[Stored items]

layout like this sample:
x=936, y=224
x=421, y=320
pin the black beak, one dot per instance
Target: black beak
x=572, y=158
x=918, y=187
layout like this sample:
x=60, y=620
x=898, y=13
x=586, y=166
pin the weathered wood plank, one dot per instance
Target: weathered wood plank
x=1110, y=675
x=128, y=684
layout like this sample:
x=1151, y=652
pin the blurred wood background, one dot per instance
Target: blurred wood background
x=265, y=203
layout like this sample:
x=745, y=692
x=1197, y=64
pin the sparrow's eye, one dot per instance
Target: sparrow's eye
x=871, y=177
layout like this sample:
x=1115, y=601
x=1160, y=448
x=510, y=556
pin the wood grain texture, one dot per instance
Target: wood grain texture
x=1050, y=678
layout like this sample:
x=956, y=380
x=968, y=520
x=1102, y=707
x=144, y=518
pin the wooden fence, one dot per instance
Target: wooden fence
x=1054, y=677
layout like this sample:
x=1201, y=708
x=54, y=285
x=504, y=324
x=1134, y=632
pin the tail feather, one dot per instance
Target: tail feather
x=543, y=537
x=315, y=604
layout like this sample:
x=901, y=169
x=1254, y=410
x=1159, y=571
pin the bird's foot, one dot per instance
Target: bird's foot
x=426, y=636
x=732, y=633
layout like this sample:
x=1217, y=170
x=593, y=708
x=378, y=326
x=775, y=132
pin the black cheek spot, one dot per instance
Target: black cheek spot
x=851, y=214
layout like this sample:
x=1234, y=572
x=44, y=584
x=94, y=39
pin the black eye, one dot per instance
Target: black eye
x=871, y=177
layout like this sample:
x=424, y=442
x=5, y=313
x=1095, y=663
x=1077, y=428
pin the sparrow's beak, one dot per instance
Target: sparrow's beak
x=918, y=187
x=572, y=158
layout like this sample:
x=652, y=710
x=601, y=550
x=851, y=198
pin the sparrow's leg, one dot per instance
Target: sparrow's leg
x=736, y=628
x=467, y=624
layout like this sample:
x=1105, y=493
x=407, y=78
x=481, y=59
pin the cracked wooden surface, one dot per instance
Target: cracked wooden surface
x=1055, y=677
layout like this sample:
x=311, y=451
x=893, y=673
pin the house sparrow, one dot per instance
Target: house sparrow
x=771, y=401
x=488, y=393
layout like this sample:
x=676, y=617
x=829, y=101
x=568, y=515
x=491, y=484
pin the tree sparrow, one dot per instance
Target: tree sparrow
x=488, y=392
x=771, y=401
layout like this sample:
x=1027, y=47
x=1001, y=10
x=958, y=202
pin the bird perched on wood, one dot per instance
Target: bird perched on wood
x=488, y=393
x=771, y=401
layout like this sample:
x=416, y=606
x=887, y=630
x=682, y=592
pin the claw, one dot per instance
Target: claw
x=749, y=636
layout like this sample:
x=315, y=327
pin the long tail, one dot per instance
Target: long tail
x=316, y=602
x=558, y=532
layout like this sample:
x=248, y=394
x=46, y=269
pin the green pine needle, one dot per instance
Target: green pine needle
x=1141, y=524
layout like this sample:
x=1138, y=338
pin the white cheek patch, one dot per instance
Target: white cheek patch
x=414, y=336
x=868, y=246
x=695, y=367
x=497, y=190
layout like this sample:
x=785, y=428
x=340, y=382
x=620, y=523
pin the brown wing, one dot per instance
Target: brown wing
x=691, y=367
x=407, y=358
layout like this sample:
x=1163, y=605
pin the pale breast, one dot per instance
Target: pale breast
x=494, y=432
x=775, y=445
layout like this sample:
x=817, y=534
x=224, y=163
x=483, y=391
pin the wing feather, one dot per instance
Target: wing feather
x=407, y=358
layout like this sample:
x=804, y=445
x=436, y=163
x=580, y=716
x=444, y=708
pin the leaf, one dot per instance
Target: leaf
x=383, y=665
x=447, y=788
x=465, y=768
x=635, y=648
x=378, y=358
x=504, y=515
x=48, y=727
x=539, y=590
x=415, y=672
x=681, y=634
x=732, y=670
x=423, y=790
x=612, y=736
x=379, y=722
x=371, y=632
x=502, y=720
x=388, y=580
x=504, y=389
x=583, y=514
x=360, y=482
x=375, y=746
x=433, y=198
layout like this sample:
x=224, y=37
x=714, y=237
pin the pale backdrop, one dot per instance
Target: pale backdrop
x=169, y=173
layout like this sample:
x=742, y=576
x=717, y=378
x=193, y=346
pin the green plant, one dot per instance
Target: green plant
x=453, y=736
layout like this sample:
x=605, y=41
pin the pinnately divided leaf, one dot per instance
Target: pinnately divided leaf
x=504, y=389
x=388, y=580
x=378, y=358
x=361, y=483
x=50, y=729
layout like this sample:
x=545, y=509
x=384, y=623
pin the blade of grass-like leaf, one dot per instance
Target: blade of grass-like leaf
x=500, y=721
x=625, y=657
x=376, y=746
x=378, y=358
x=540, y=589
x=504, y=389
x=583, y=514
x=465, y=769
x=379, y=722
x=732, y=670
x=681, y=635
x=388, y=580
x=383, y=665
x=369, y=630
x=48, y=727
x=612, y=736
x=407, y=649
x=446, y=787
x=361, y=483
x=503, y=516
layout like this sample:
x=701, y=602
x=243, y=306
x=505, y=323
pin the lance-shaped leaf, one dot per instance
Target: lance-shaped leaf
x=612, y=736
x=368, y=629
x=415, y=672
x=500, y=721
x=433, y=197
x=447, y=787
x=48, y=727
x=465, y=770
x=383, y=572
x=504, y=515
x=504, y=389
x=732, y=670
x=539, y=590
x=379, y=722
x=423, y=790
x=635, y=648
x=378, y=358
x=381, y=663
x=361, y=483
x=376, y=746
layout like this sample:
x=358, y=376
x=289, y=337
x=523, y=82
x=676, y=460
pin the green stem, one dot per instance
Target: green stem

ACTIVITY =>
Reproduce exactly the section above that begins at the line containing "x=580, y=716" and ends at the line containing "pin the leaf, one dot per instance", leaving out all other lines.

RESPONSE BOX =>
x=580, y=716
x=444, y=708
pin the leaf, one dot per instance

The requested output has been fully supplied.